→ **WORK REQUIRED**
Recast the entries as a JSON list of strings, one string per line, from the start of the entries up to and including the line that contains "List every instance of the green foliage". Leave out blank lines and the pictures.

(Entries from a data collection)

^^^^

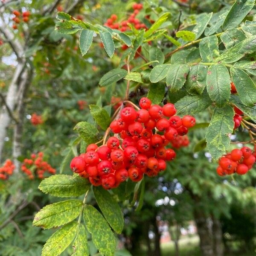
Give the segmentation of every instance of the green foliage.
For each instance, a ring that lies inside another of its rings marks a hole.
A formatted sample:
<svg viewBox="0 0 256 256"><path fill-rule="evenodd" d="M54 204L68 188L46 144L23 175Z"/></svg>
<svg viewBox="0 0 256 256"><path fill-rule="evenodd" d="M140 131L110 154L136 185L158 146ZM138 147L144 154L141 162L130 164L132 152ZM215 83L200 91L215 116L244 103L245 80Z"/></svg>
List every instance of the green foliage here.
<svg viewBox="0 0 256 256"><path fill-rule="evenodd" d="M93 241L99 252L106 256L113 256L116 239L102 215L93 207L87 205L84 210L84 218L86 227L92 234Z"/></svg>

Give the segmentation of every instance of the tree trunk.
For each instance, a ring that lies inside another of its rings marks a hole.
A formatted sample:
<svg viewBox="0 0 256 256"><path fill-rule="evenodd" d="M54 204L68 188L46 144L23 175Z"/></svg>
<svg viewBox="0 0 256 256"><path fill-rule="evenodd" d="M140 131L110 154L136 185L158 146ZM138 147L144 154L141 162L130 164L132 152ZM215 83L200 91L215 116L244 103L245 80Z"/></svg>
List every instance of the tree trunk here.
<svg viewBox="0 0 256 256"><path fill-rule="evenodd" d="M160 248L160 239L161 235L158 230L158 226L156 219L153 221L154 238L154 256L161 256L161 248Z"/></svg>
<svg viewBox="0 0 256 256"><path fill-rule="evenodd" d="M200 249L203 256L217 256L213 250L212 221L198 209L194 211L195 220L200 238Z"/></svg>
<svg viewBox="0 0 256 256"><path fill-rule="evenodd" d="M212 218L212 231L213 234L213 249L217 256L223 256L224 246L222 241L221 224L219 220Z"/></svg>
<svg viewBox="0 0 256 256"><path fill-rule="evenodd" d="M25 61L18 64L9 86L5 101L11 111L13 111L17 103L17 84L23 72L25 64ZM11 120L11 117L8 113L6 107L3 105L0 113L0 161L4 147L4 138L6 137L6 129L10 124Z"/></svg>

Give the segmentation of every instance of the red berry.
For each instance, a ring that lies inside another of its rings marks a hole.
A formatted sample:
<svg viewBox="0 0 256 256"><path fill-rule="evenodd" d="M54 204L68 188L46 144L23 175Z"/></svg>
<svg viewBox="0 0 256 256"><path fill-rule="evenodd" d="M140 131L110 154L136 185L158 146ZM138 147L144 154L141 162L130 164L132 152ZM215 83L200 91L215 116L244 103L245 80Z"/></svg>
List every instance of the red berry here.
<svg viewBox="0 0 256 256"><path fill-rule="evenodd" d="M84 160L86 163L89 165L96 165L99 162L98 153L93 150L90 150L86 153Z"/></svg>
<svg viewBox="0 0 256 256"><path fill-rule="evenodd" d="M162 107L159 105L152 105L148 112L150 116L154 119L159 119L163 115Z"/></svg>
<svg viewBox="0 0 256 256"><path fill-rule="evenodd" d="M165 118L160 118L157 121L156 128L160 131L163 131L170 126L170 123Z"/></svg>
<svg viewBox="0 0 256 256"><path fill-rule="evenodd" d="M124 150L125 157L128 160L135 160L139 152L134 147L127 147Z"/></svg>
<svg viewBox="0 0 256 256"><path fill-rule="evenodd" d="M123 108L120 113L122 120L128 124L133 122L137 117L137 113L134 108L126 107Z"/></svg>
<svg viewBox="0 0 256 256"><path fill-rule="evenodd" d="M150 143L147 140L140 139L136 143L136 148L140 153L145 153L149 150Z"/></svg>
<svg viewBox="0 0 256 256"><path fill-rule="evenodd" d="M175 151L172 148L167 148L166 151L166 160L171 161L173 160L176 157L176 153Z"/></svg>
<svg viewBox="0 0 256 256"><path fill-rule="evenodd" d="M110 137L107 141L107 145L111 149L116 149L119 145L119 140L116 137Z"/></svg>
<svg viewBox="0 0 256 256"><path fill-rule="evenodd" d="M135 161L136 167L140 169L143 169L148 166L148 157L144 154L139 154Z"/></svg>
<svg viewBox="0 0 256 256"><path fill-rule="evenodd" d="M98 148L97 153L102 160L108 160L110 157L111 149L107 146L102 146Z"/></svg>
<svg viewBox="0 0 256 256"><path fill-rule="evenodd" d="M248 166L243 163L239 163L236 167L236 172L240 175L245 174L248 172Z"/></svg>
<svg viewBox="0 0 256 256"><path fill-rule="evenodd" d="M86 152L88 152L90 150L93 150L95 151L97 148L98 148L98 146L96 144L91 144L88 145L88 146L86 148Z"/></svg>
<svg viewBox="0 0 256 256"><path fill-rule="evenodd" d="M147 98L143 97L140 101L140 106L144 109L149 109L151 106L151 101Z"/></svg>
<svg viewBox="0 0 256 256"><path fill-rule="evenodd" d="M143 127L140 122L134 122L128 126L128 130L132 135L137 136L142 131Z"/></svg>
<svg viewBox="0 0 256 256"><path fill-rule="evenodd" d="M170 117L169 119L169 123L170 123L170 126L171 127L175 128L178 128L182 125L182 120L180 116L174 116ZM185 126L185 125L183 126Z"/></svg>
<svg viewBox="0 0 256 256"><path fill-rule="evenodd" d="M115 149L110 154L111 159L116 163L122 162L124 160L124 151L121 149Z"/></svg>
<svg viewBox="0 0 256 256"><path fill-rule="evenodd" d="M158 168L158 161L155 157L149 157L148 162L148 168L156 170Z"/></svg>
<svg viewBox="0 0 256 256"><path fill-rule="evenodd" d="M110 173L112 165L109 161L104 160L98 165L98 171L100 176Z"/></svg>
<svg viewBox="0 0 256 256"><path fill-rule="evenodd" d="M243 152L240 149L236 148L231 151L230 154L233 161L240 161L243 156Z"/></svg>
<svg viewBox="0 0 256 256"><path fill-rule="evenodd" d="M81 157L74 157L70 163L70 168L74 172L79 173L85 170L86 163L84 159Z"/></svg>
<svg viewBox="0 0 256 256"><path fill-rule="evenodd" d="M195 125L195 119L191 116L184 116L182 118L182 125L187 128L190 128Z"/></svg>
<svg viewBox="0 0 256 256"><path fill-rule="evenodd" d="M156 124L157 123L154 119L149 118L147 122L144 123L144 126L148 130L152 130L155 127Z"/></svg>
<svg viewBox="0 0 256 256"><path fill-rule="evenodd" d="M173 140L178 136L177 130L173 127L169 127L164 133L164 137L167 140Z"/></svg>
<svg viewBox="0 0 256 256"><path fill-rule="evenodd" d="M248 158L252 154L252 151L248 147L243 147L241 148L244 158Z"/></svg>
<svg viewBox="0 0 256 256"><path fill-rule="evenodd" d="M115 177L117 181L119 182L125 181L128 177L128 172L124 168L116 170L115 172Z"/></svg>
<svg viewBox="0 0 256 256"><path fill-rule="evenodd" d="M140 109L137 112L137 121L140 122L145 123L149 119L149 113L148 111L143 108Z"/></svg>
<svg viewBox="0 0 256 256"><path fill-rule="evenodd" d="M159 134L154 134L150 138L150 143L152 146L154 148L160 147L163 145L163 138Z"/></svg>
<svg viewBox="0 0 256 256"><path fill-rule="evenodd" d="M167 103L163 107L163 112L166 116L172 116L177 112L174 105L172 103Z"/></svg>
<svg viewBox="0 0 256 256"><path fill-rule="evenodd" d="M115 185L115 175L113 173L105 175L102 177L102 185L105 189L111 189Z"/></svg>

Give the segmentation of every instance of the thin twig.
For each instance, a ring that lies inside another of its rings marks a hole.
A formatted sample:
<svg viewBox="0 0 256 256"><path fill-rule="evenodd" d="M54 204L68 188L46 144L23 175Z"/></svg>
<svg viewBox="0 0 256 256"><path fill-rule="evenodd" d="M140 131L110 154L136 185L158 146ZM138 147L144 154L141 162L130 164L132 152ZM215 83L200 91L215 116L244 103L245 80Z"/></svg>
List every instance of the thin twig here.
<svg viewBox="0 0 256 256"><path fill-rule="evenodd" d="M6 103L6 101L5 99L4 98L4 96L3 95L0 93L0 98L2 99L2 101L3 101L3 105L5 106L6 108L6 110L7 112L8 112L8 114L9 114L9 116L10 117L12 118L15 122L16 124L19 123L19 121L15 117L15 116L13 115L13 113L12 113L12 111L10 109L9 106Z"/></svg>

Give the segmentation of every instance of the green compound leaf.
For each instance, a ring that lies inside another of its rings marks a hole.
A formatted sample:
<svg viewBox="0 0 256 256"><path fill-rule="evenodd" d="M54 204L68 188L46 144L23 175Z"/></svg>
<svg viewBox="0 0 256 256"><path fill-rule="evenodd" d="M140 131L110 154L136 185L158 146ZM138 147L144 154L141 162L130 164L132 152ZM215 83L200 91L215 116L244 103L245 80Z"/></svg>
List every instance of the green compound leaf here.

^^^^

→ **THE RESPONSE**
[
  "Give the segmentation of every instance of the green foliage.",
  "For each instance, a ring that lies inside another of its rings marks a hole.",
  "A formatted sample:",
  "<svg viewBox=\"0 0 256 256\"><path fill-rule=\"evenodd\" d=\"M54 204L68 188L46 144L23 175Z\"/></svg>",
  "<svg viewBox=\"0 0 256 256\"><path fill-rule=\"evenodd\" d=\"M140 131L110 154L136 185L158 146ZM138 147L144 154L141 162L130 164L132 152ZM215 83L200 91L215 116L244 103L245 80Z\"/></svg>",
  "List every instance of the green foliage here."
]